+++ Aufgeführte Daten
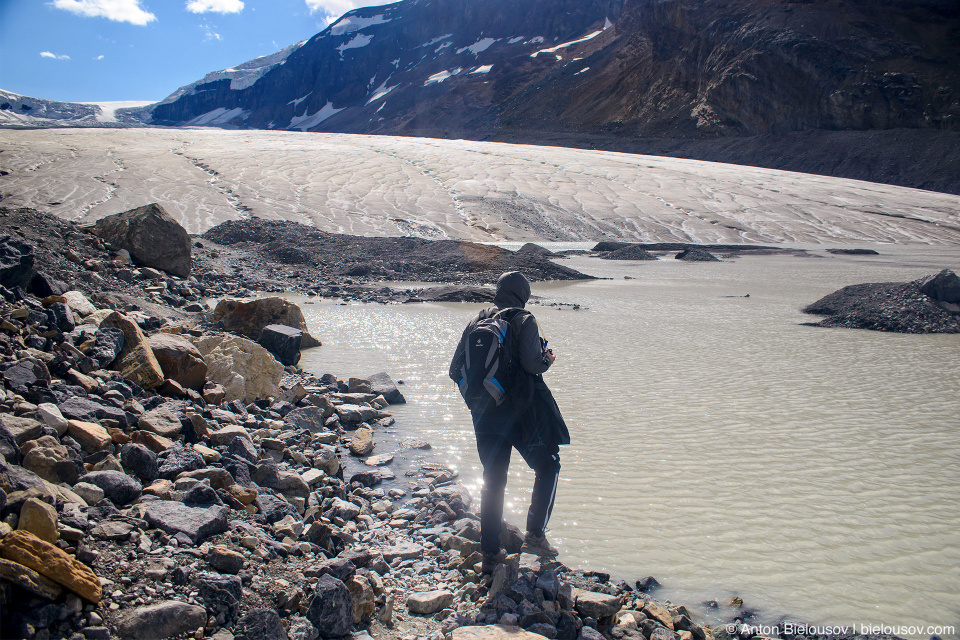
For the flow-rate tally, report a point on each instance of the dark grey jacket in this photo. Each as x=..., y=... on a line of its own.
x=513, y=291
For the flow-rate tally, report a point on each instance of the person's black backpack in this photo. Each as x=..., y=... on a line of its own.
x=489, y=373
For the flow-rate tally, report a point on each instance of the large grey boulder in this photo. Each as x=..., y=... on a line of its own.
x=944, y=286
x=117, y=486
x=179, y=359
x=16, y=263
x=283, y=342
x=197, y=523
x=164, y=620
x=331, y=609
x=382, y=384
x=152, y=237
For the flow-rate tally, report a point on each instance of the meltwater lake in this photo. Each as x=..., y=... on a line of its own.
x=718, y=444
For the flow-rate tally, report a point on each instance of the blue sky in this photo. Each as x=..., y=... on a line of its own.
x=99, y=50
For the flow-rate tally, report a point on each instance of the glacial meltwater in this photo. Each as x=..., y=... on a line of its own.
x=718, y=445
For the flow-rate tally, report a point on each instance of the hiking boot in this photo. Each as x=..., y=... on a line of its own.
x=538, y=545
x=491, y=560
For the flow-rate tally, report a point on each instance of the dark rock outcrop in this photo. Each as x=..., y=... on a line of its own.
x=901, y=307
x=152, y=237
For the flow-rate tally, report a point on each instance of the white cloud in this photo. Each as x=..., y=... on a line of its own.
x=117, y=10
x=216, y=6
x=209, y=33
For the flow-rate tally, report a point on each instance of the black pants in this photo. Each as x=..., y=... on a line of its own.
x=497, y=433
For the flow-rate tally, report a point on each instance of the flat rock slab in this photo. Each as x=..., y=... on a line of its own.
x=196, y=523
x=494, y=632
x=163, y=620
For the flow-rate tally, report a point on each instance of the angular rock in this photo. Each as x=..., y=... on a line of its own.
x=44, y=558
x=79, y=302
x=118, y=487
x=140, y=461
x=22, y=429
x=225, y=560
x=163, y=620
x=26, y=375
x=91, y=411
x=382, y=384
x=179, y=459
x=364, y=601
x=249, y=317
x=331, y=608
x=152, y=237
x=260, y=624
x=29, y=580
x=495, y=632
x=275, y=509
x=220, y=592
x=246, y=370
x=283, y=342
x=162, y=421
x=16, y=263
x=91, y=436
x=943, y=286
x=136, y=361
x=40, y=519
x=427, y=602
x=596, y=605
x=51, y=416
x=179, y=360
x=197, y=523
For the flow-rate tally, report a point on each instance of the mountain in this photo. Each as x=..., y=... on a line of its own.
x=631, y=68
x=17, y=111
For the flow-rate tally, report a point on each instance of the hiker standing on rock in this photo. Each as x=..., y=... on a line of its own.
x=497, y=366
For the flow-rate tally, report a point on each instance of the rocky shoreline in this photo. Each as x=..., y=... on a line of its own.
x=164, y=476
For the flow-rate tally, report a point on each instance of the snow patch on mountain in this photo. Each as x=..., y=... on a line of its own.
x=350, y=23
x=306, y=122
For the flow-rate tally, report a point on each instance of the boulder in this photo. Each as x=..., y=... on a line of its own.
x=29, y=580
x=118, y=487
x=152, y=237
x=27, y=549
x=427, y=602
x=249, y=317
x=161, y=421
x=197, y=523
x=629, y=252
x=283, y=342
x=331, y=608
x=225, y=560
x=16, y=263
x=139, y=461
x=50, y=460
x=382, y=384
x=179, y=360
x=246, y=370
x=91, y=436
x=596, y=605
x=22, y=429
x=136, y=361
x=26, y=375
x=163, y=620
x=943, y=286
x=79, y=303
x=260, y=624
x=40, y=519
x=693, y=254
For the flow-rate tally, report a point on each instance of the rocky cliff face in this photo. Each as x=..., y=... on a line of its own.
x=637, y=68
++++++
Anforderungen: Gib alle obigen Daten Zeile für Zeile unverändert aus und lass dabei die Bilder weg.

Antwort:
For the flow-rate tally, report a point on each instance of the dark grey jacket in this photo. Each as x=..., y=... on a line of its own.
x=513, y=291
For the flow-rate tally, report a point on each instance of the person's black backpack in this photo. Each as x=..., y=... on a line of its own.
x=489, y=373
For the flow-rate tally, report a point on each instance of the large grey boulder in this photo. Each as x=..., y=... on a line of its own.
x=944, y=286
x=117, y=486
x=179, y=359
x=16, y=263
x=283, y=342
x=197, y=523
x=164, y=620
x=331, y=609
x=382, y=384
x=152, y=237
For the flow-rate tally, report a point on each instance of the meltwater lake in this photo. Each as x=..., y=... on a line of its own.
x=718, y=444
For the flow-rate tally, report a point on each instance of the blue sky in this photo. Each as x=..., y=... on a line of its own.
x=99, y=50
For the flow-rate tally, report a point on each instance of the glacial meltwater in this photo. Each as x=..., y=... on a line of its own.
x=718, y=445
For the flow-rate tally, report a point on each instance of the hiking boot in this photo. Each as x=..., y=... on a line of its own.
x=538, y=545
x=491, y=560
For the flow-rate tally, report a point on each instance of the dark rock outcrop in this photo. Each as x=..., y=... on a line of its own.
x=901, y=307
x=152, y=237
For the flow-rate tally, report a point on each instance of the white cloud in this photo. Each as x=..., y=... on a line of its own.
x=117, y=10
x=216, y=6
x=209, y=33
For the flow-rate tally, report a point on each instance of the black pants in this photo. Each as x=..., y=... on a line of its own.
x=497, y=433
For the flow-rate tally, report a point on each instance of the flat rock slab in this photo. Each as x=..., y=... on a line of its own.
x=196, y=523
x=494, y=632
x=163, y=620
For the flow-rate tally, report a point on each instance of the angular rock in this photo. Each as x=..., y=... on a line of its own.
x=44, y=558
x=79, y=302
x=118, y=487
x=140, y=461
x=22, y=429
x=225, y=560
x=163, y=620
x=26, y=375
x=91, y=411
x=382, y=384
x=179, y=459
x=364, y=601
x=249, y=317
x=331, y=608
x=152, y=237
x=260, y=624
x=29, y=580
x=495, y=632
x=275, y=509
x=220, y=592
x=246, y=370
x=283, y=342
x=162, y=421
x=16, y=263
x=91, y=436
x=943, y=286
x=136, y=361
x=40, y=519
x=427, y=602
x=596, y=605
x=51, y=416
x=179, y=360
x=197, y=523
For the flow-rate tally, report a point on each instance of the mountain in this photo. Each as x=..., y=... on a line of its own.
x=631, y=68
x=17, y=111
For the flow-rate tally, report a point on each instance of the hiker standing on rock in this photo. Each as x=..., y=... on a line of its own.
x=497, y=366
For the flow-rate tally, report a point on each instance of the rocky shoreline in this photo. Each as x=..., y=... on a line of its own.
x=164, y=476
For the flow-rate tally, report a point on each instance of the snow patch on mountain in this photo. Each as x=..., y=... on a line of its own.
x=350, y=23
x=306, y=122
For the flow-rate tally, report a point on each instance of the boulder in this photo. Each as x=..., y=... on a line of its own.
x=29, y=580
x=118, y=487
x=152, y=237
x=27, y=549
x=427, y=602
x=249, y=317
x=161, y=421
x=197, y=523
x=629, y=252
x=283, y=342
x=331, y=608
x=225, y=560
x=16, y=263
x=139, y=461
x=50, y=460
x=382, y=384
x=179, y=360
x=246, y=370
x=91, y=436
x=596, y=605
x=22, y=429
x=136, y=361
x=26, y=375
x=163, y=620
x=943, y=286
x=79, y=303
x=260, y=624
x=40, y=519
x=693, y=254
For the flow-rate tally, report a point on each instance of the rocky cliff face in this photo. Each as x=..., y=... on a line of its own.
x=637, y=68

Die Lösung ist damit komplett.